Exercise requirements:
Repeat the systolic array page word for word, in full.

Quoted passage:

Systolic array

The systolic array is a 2D grid of processing elements arranged to perform efficient matrix multiplication. Data flows rhythmically through the array in a systolic pattern, similar to how blood flows through the heart.

Module interface

module systolic #(
    parameter int SYSTOLIC_ARRAY_WIDTH = 2
)(
    input logic clk,
    input logic rst,

    // Input signals from left side of systolic array
    input logic [15:0] sys_data_in_11,
    input logic [15:0] sys_data_in_21,
    input logic sys_start,    // start signal

    output logic [15:0] sys_data_out_21,
    output logic [15:0] sys_data_out_22,
    output wire sys_valid_out_21,
    output wire sys_valid_out_22,

    // Input signals from top of systolic array
    input logic [15:0] sys_weight_in_11,
    input logic [15:0] sys_weight_in_12,
    input logic sys_accept_w_1,   // accept weight column 1
    input logic sys_accept_w_2,   // accept weight column 2

    input logic sys_switch_in,    // switch signal

    input logic [15:0] ub_rd_col_size_in,
    input logic ub_rd_col_size_valid_in
);

Source: systolic.sv:5-31

Array topology

The Tiny TPU implements a 2×2 systolic array with four processing elements:

        Weight In 11    Weight In 12
             ↓               ↓
           ┌───┐           ┌───┐
Data 11 →  │PE │  Data →   │PE │
           │11 │           │12 │
           └───┘           └───┘
             ↓               ↓
           PSum            PSum
             ↓               ↓
           ┌───┐           ┌───┐
Data 21 →  │PE │  Data →   │PE │
           │21 │           │22 │
           └───┘           └───┘
             ↓               ↓
          Out 21          Out 22

PE instantiation

The array instantiates four PE modules with carefully routed connections:

pe pe11 (
    .clk(clk),
    .rst(rst),
    .pe_enabled(pe_enabled[0]),
    .pe_valid_in(sys_start),
    .pe_valid_out(pe_valid_out_11),
    .pe_accept_w_in(sys_accept_w_1),
    .pe_switch_in(sys_switch_in),
    .pe_switch_out(pe_switch_out_11),
    .pe_input_in(sys_data_in_11),
    .pe_psum_in(16'b0),              // Top row: no partial sum input
    .pe_weight_in(sys_weight_in_11),
    .pe_input_out(pe_input_out_11),
    .pe_psum_out(pe_psum_out_11),
    .pe_weight_out(pe_weight_out_11)

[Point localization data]
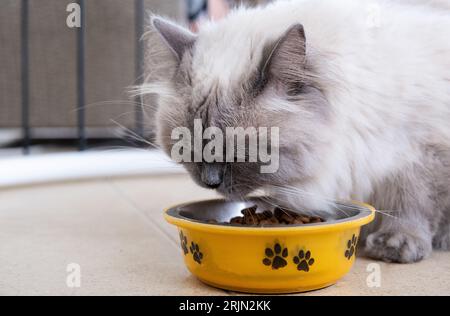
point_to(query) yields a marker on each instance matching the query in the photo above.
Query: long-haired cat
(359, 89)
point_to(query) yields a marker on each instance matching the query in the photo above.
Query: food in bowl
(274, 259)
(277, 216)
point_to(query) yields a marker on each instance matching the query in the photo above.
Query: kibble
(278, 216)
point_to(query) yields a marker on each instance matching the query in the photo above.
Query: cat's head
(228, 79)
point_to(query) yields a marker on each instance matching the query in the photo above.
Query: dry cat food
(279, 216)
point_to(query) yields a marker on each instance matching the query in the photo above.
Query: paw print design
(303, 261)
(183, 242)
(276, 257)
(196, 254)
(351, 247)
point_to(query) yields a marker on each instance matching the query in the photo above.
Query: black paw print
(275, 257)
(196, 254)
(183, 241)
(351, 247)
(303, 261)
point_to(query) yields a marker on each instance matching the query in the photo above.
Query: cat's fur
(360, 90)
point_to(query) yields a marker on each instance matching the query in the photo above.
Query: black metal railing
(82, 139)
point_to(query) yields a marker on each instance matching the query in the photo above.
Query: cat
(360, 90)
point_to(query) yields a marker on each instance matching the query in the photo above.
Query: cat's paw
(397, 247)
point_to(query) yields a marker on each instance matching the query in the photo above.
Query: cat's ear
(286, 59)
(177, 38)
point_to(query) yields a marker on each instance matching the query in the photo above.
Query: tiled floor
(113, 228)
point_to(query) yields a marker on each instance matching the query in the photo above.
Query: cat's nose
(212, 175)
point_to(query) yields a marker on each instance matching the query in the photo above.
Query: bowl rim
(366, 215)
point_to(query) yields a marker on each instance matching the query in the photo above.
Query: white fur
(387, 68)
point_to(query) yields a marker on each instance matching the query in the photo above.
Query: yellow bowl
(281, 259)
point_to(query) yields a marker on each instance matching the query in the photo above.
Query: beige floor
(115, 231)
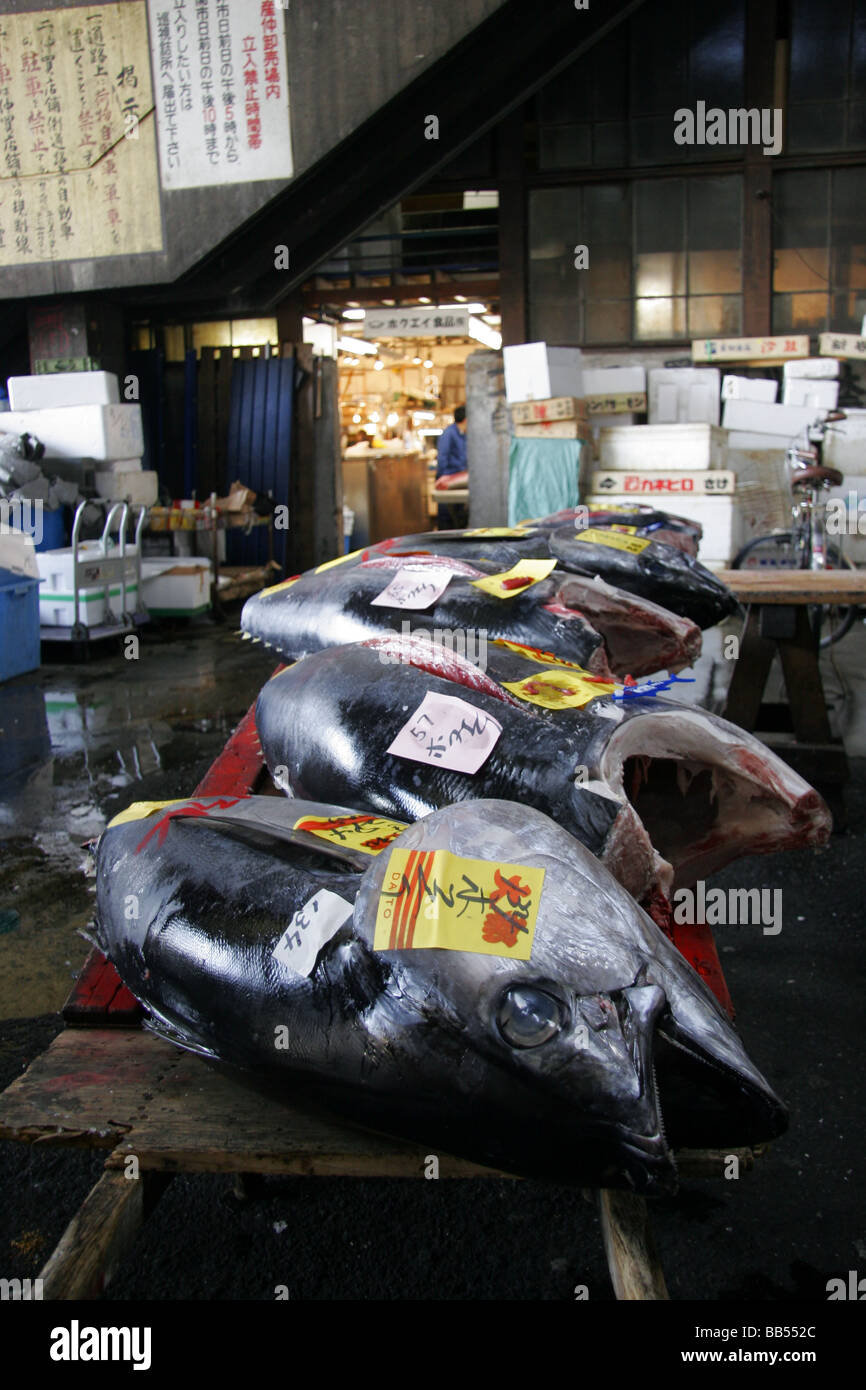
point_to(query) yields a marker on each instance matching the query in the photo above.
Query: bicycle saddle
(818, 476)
* * *
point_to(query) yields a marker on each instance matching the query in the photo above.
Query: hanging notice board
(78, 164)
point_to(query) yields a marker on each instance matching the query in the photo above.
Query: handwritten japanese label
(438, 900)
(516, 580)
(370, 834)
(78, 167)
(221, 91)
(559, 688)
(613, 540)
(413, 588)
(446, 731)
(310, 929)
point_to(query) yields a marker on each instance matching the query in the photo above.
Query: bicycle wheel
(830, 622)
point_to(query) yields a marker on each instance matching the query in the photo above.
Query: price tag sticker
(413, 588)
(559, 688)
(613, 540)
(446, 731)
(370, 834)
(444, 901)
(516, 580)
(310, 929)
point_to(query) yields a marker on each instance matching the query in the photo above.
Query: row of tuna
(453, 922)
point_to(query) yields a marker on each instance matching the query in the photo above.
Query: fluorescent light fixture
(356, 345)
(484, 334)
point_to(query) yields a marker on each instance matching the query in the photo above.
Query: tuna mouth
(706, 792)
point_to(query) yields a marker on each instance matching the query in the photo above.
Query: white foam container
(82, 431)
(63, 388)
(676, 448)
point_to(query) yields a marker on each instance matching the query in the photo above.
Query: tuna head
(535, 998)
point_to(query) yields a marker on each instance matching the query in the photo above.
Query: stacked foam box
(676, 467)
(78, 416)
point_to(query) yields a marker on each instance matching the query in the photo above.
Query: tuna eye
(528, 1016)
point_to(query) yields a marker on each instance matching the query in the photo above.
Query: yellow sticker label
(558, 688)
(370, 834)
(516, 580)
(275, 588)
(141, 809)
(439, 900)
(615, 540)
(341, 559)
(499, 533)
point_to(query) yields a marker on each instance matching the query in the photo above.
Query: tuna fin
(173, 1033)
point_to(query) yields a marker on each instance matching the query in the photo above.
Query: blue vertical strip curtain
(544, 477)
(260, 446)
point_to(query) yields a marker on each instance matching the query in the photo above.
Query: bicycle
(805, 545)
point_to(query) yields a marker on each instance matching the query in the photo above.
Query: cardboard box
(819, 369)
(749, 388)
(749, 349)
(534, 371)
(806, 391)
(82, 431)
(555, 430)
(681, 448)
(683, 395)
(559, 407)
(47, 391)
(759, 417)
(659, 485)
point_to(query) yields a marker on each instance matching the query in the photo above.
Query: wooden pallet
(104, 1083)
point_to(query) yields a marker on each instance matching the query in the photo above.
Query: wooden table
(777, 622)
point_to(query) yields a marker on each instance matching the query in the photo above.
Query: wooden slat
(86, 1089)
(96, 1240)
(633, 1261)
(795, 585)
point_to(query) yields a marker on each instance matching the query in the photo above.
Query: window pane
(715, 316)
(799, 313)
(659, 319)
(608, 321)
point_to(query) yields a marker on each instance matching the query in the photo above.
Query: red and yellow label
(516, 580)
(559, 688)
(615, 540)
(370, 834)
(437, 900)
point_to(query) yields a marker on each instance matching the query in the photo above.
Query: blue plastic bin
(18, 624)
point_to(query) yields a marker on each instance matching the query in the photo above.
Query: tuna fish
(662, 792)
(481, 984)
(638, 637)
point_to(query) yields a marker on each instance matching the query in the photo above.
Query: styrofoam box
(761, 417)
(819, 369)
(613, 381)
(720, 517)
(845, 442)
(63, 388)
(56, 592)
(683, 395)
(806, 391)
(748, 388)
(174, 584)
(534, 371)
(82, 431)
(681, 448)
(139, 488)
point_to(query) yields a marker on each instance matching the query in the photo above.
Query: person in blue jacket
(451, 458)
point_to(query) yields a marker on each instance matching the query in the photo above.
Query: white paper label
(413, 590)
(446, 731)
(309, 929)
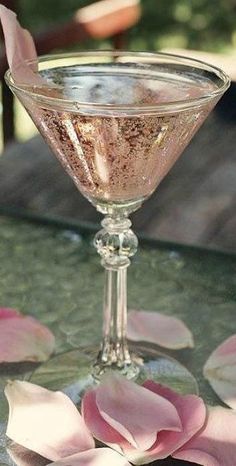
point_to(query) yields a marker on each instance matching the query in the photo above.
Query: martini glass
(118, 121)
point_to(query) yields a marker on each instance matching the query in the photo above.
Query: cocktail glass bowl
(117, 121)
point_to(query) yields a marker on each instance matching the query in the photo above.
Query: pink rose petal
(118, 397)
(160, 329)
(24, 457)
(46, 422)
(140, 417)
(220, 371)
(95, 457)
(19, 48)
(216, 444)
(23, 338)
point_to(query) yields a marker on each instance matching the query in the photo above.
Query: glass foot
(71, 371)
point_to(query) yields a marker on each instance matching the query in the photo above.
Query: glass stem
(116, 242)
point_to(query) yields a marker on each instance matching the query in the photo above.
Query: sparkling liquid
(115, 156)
--
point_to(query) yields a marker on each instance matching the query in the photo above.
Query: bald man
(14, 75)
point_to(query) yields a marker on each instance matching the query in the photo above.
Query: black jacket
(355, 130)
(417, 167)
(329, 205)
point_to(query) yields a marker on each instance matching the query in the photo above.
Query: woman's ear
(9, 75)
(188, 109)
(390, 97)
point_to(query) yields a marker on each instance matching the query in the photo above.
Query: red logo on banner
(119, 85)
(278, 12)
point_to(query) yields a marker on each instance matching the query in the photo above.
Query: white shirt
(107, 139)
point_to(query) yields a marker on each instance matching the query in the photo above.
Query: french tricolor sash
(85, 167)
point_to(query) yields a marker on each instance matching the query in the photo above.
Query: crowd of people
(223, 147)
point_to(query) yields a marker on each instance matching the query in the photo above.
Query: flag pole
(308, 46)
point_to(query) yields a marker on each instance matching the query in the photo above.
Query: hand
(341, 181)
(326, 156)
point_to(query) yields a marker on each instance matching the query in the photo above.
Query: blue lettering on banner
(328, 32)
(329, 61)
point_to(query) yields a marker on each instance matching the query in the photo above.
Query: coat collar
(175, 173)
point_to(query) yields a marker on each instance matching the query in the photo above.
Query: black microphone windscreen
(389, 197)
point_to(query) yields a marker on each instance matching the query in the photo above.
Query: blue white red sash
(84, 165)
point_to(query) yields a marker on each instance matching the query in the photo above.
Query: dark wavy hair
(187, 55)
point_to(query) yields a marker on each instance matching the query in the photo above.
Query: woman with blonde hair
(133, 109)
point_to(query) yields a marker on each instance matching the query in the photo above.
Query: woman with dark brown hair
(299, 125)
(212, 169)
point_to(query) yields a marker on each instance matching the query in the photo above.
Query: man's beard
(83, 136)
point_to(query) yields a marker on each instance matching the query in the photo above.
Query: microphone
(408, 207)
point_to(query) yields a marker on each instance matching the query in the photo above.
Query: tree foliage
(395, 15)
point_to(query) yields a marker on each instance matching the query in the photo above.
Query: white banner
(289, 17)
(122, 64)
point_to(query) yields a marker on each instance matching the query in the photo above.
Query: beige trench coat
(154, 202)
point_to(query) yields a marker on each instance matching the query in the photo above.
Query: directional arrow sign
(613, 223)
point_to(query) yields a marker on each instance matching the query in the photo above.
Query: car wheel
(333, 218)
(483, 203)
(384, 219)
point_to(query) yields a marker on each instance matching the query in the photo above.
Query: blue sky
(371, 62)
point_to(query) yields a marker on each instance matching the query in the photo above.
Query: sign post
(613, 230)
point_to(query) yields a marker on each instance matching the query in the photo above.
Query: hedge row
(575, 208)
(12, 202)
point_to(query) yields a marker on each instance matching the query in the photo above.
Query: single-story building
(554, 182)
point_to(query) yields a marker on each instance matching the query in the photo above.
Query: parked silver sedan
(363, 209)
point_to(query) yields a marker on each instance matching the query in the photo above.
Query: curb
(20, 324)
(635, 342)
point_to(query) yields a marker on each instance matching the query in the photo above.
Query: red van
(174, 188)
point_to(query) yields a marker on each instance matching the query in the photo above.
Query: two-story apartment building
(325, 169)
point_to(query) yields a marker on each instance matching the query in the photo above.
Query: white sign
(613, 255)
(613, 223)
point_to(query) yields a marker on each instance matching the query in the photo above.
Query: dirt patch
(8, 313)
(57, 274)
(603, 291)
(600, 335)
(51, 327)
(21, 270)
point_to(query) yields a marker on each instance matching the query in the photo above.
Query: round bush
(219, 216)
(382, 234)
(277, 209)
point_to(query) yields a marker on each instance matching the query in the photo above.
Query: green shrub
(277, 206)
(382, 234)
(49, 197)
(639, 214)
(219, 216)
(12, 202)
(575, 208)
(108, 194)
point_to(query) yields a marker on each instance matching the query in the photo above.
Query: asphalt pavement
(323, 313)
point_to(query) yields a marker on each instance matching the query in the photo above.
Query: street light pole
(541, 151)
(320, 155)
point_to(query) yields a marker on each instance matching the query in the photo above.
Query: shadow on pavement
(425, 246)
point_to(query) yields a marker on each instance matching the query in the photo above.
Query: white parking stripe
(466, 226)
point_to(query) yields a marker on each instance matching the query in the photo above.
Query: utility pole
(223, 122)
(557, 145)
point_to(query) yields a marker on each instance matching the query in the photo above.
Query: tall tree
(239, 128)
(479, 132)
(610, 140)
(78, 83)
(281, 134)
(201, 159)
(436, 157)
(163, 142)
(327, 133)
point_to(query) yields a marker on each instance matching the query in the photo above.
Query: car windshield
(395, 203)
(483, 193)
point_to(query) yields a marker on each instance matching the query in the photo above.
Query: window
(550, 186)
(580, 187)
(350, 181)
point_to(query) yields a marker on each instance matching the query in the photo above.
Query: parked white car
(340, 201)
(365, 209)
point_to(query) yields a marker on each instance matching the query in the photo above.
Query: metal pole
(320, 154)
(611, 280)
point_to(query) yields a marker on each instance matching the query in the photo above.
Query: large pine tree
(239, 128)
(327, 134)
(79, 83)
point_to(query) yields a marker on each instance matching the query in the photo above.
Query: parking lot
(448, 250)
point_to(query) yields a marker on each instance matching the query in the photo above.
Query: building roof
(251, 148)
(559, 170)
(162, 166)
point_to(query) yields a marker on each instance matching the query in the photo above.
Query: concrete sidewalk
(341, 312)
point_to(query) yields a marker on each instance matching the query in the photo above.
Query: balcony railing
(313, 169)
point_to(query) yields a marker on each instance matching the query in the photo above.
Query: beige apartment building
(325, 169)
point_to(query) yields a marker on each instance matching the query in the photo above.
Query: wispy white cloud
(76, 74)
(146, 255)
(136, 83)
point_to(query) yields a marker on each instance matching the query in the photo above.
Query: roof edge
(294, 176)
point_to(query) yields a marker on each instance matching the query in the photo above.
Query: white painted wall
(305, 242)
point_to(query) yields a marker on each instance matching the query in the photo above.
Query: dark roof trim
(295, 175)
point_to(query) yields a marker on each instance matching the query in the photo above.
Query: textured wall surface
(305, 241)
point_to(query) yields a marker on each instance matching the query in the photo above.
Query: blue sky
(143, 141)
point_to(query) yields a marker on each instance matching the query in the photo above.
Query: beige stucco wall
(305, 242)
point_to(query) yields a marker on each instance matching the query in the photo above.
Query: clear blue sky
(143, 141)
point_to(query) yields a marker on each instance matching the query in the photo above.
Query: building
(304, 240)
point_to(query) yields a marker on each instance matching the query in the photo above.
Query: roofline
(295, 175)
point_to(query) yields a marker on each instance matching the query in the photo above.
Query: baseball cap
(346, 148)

Final answer:
Systolic array

The systolic array is a 2D grid of processing elements arranged to perform efficient matrix multiplication. Data flows rhythmically through the array in a systolic pattern, similar to how blood flows through the heart.

Module interface

module systolic #(
    parameter int SYSTOLIC_ARRAY_WIDTH = 2
)(
    input logic clk,
    input logic rst,

    // Input signals from left side of systolic array
    input logic [15:0] sys_data_in_11,
    input logic [15:0] sys_data_in_21,
    input logic sys_start,    // start signal

    output logic [15:0] sys_data_out_21,
    output logic [15:0] sys_data_out_22,
    output wire sys_valid_out_21,
    output wire sys_valid_out_22,

    // Input signals from top of systolic array
    input logic [15:0] sys_weight_in_11,
    input logic [15:0] sys_weight_in_12,
    input logic sys_accept_w_1,   // accept weight column 1
    input logic sys_accept_w_2,   // accept weight column 2

    input logic sys_switch_in,    // switch signal

    input logic [15:0] ub_rd_col_size_in,
    input logic ub_rd_col_size_valid_in
);

Source: systolic.sv:5-31

Array topology

The Tiny TPU implements a 2×2 systolic array with four processing elements:

        Weight In 11    Weight In 12
             ↓               ↓
           ┌───┐           ┌───┐
Data 11 →  │PE │  Data →   │PE │
           │11 │           │12 │
           └───┘           └───┘
             ↓               ↓
           PSum            PSum
             ↓               ↓
           ┌───┐           ┌───┐
Data 21 →  │PE │  Data →   │PE │
           │21 │           │22 │
           └───┘           └───┘
             ↓               ↓
          Out 21          Out 22

PE instantiation

The array instantiates four PE modules with carefully routed connections:

pe pe11 (
    .clk(clk),
    .rst(rst),
    .pe_enabled(pe_enabled[0]),
    .pe_valid_in(sys_start),
    .pe_valid_out(pe_valid_out_11),
    .pe_accept_w_in(sys_accept_w_1),
    .pe_switch_in(sys_switch_in),
    .pe_switch_out(pe_switch_out_11),
    .pe_input_in(sys_data_in_11),
    .pe_psum_in(16'b0),              // Top row: no partial sum input
    .pe_weight_in(sys_weight_in_11),
    .pe_input_out(pe_input_out_11),
    .pe_psum_out(pe_psum_out_11),
    .pe_weight_out(pe_weight_out_11)